Rows of box annotation data
────────────────────────────────────────

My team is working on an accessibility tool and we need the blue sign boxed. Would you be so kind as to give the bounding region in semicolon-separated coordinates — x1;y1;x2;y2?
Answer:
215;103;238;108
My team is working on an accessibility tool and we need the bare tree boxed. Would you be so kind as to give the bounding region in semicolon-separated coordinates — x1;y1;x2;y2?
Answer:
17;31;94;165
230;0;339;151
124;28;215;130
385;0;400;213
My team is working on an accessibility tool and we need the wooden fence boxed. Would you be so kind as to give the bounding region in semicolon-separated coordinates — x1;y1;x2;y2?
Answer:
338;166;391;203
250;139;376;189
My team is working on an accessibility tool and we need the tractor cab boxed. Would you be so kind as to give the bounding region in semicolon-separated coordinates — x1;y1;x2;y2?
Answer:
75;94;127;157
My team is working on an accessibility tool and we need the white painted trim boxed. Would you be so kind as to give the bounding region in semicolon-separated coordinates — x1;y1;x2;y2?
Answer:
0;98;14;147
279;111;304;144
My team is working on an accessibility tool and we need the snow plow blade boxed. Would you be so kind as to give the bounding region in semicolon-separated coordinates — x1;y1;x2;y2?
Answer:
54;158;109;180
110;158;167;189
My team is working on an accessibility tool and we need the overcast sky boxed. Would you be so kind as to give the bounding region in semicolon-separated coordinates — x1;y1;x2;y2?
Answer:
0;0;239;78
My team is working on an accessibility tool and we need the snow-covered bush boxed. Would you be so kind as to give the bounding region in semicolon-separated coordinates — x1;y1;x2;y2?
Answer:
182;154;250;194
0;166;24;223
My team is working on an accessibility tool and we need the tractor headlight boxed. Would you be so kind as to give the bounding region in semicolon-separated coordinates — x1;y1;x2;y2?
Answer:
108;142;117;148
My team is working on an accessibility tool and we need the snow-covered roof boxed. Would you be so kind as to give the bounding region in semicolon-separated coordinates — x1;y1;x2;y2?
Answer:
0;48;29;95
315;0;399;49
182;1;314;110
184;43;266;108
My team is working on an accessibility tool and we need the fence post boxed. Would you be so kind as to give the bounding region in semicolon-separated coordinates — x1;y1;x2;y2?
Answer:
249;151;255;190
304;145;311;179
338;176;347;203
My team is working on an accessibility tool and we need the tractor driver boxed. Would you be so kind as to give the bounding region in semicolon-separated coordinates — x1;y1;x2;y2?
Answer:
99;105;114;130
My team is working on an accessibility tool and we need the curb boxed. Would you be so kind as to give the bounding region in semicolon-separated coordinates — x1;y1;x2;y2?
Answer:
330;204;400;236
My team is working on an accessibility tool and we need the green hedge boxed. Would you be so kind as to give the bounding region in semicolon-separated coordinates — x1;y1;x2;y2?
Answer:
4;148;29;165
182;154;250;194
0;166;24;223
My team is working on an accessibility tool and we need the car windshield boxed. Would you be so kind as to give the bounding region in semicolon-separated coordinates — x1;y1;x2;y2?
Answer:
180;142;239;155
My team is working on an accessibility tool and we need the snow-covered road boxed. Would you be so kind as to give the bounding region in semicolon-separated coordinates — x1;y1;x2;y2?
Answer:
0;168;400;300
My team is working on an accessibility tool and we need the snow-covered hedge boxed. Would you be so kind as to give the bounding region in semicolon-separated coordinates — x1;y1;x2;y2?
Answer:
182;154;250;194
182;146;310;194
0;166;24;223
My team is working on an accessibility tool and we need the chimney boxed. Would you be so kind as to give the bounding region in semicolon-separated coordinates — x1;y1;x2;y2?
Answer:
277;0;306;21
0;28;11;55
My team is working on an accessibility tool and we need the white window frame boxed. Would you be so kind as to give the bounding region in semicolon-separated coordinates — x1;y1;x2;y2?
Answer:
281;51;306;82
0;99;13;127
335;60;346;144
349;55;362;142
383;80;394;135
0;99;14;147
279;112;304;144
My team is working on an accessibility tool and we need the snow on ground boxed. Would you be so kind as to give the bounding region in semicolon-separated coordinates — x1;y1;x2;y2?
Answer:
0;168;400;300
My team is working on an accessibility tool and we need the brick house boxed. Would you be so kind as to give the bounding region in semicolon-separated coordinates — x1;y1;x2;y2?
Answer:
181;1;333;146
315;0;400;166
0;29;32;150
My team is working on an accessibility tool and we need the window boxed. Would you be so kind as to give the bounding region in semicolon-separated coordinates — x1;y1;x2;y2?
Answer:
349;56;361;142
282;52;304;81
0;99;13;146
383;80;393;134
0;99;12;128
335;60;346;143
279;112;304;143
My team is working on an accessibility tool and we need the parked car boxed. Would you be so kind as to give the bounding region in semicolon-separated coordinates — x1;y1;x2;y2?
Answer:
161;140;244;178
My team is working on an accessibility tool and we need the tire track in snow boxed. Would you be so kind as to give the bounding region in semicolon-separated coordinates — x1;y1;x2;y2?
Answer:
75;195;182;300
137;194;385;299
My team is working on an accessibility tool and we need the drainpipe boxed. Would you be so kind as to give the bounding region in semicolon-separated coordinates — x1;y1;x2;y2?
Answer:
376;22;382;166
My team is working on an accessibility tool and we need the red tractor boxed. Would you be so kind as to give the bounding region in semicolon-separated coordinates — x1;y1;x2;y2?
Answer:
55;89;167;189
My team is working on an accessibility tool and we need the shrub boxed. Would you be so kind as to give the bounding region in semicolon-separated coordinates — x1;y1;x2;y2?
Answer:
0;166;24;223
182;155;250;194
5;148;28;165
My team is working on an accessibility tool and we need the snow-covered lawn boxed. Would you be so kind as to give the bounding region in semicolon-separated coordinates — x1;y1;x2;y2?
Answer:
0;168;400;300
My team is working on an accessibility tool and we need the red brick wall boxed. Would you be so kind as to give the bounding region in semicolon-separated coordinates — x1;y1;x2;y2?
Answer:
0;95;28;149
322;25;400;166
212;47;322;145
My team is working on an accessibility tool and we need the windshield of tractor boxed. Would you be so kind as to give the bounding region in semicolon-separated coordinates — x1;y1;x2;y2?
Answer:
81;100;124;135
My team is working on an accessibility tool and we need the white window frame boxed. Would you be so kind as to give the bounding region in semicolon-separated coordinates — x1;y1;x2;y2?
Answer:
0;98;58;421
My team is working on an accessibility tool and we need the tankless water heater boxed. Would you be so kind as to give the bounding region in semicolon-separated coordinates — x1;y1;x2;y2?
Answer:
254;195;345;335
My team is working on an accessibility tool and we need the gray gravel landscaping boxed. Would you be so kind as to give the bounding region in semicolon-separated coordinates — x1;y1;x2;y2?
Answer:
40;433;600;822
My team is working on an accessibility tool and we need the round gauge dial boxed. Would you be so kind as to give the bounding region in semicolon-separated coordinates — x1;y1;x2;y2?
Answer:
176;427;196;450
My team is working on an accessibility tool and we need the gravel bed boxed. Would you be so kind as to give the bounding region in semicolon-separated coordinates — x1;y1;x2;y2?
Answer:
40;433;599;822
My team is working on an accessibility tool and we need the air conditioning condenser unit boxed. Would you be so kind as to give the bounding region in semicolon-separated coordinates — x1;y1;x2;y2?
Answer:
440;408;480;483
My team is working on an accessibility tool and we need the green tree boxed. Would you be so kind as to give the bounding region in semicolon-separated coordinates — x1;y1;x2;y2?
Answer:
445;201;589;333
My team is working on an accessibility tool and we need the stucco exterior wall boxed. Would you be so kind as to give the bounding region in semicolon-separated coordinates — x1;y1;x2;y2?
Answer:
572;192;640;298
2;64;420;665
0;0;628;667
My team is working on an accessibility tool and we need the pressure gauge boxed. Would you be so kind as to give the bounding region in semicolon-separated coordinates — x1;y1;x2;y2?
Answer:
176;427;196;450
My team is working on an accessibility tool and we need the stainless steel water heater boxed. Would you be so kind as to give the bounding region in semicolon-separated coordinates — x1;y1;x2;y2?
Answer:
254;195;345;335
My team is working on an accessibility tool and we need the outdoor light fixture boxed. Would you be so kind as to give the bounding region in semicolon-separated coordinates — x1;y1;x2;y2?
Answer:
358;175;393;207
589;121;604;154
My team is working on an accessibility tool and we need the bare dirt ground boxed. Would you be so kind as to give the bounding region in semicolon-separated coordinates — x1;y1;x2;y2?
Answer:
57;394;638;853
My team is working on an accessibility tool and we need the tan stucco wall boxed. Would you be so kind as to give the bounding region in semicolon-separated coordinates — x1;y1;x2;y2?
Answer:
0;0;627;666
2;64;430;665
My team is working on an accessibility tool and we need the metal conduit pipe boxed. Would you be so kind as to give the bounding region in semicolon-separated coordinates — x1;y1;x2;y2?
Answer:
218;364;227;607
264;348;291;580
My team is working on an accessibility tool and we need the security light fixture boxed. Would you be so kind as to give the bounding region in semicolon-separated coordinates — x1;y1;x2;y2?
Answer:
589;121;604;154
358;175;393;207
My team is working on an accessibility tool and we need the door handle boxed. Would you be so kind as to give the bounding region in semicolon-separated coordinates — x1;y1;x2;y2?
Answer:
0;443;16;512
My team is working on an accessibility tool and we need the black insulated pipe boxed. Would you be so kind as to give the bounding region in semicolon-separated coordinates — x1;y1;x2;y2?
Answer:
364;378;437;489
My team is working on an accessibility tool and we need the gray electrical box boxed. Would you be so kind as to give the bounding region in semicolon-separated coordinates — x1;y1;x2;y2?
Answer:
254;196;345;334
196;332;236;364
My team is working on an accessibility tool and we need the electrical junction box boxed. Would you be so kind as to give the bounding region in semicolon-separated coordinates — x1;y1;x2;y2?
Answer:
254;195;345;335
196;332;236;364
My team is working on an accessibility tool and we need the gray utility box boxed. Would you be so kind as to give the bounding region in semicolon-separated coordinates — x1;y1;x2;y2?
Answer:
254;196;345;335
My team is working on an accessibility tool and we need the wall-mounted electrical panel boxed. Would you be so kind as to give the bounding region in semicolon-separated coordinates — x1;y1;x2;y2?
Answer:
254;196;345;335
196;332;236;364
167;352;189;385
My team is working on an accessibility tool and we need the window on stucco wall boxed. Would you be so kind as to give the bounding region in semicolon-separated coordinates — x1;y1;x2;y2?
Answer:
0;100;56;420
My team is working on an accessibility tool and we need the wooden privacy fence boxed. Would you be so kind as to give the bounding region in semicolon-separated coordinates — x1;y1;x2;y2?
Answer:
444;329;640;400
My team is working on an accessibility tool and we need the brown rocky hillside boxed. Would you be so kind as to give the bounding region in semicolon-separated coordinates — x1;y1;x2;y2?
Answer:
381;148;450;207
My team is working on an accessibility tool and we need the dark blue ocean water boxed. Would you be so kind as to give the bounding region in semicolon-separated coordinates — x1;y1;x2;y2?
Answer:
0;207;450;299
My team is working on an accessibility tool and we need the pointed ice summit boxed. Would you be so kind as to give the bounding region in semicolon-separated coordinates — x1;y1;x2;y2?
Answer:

────────────────────────────────────────

**Written problem:**
Give the lines from the one containing "need the stucco" up to and including the one containing "264;348;291;580" as a JSON list of strings. Use one string per line and leave out blank lines.

**Task output:**
[
  "My team is working on an accessibility tool and we need the stucco exterior wall boxed. Would you be so kind as to give the bounding region in semicolon-separated coordinates — x1;y1;x2;y2?",
  "Answer:",
  "572;192;640;298",
  "2;64;420;665",
  "0;0;628;667",
  "My team is working on an accessibility tool and we need the pressure gauge boxed. Would you be so kind as to give the bounding region in semicolon-separated coordinates — x1;y1;x2;y2?",
  "Answer:",
  "176;427;196;450",
  "My team is working on an accessibility tool and we need the stainless steel water heater boxed. Would you be so kind as to give the bounding region in semicolon-separated coordinates — x1;y1;x2;y2?",
  "Answer:",
  "254;195;345;335",
  "My team is working on an accessibility tool and we need the outdoor light fixture boxed. Would you be so kind as to give the bounding region in semicolon-separated coordinates — x1;y1;x2;y2?",
  "Answer:",
  "358;175;393;207",
  "589;121;604;154",
  "My team is working on an accessibility tool and we need the bare dirt ground boxed. Would you be so kind as to give the bounding region in semicolon-separated coordinates — x1;y1;x2;y2?",
  "Answer:",
  "57;394;638;853",
  "My team is working on an accessibility tool and we need the tan stucco wall boxed. Would you be so kind as to give the bounding region in semicolon-separated coordinates — x1;y1;x2;y2?",
  "Answer:",
  "0;0;627;666",
  "2;64;430;665",
  "My team is working on an accessibility tool and we need the metal conduit pipe boxed. Would you be so kind as to give the bounding region in semicolon-separated coordinates — x1;y1;x2;y2?",
  "Answer:",
  "218;364;227;607",
  "264;348;291;580"
]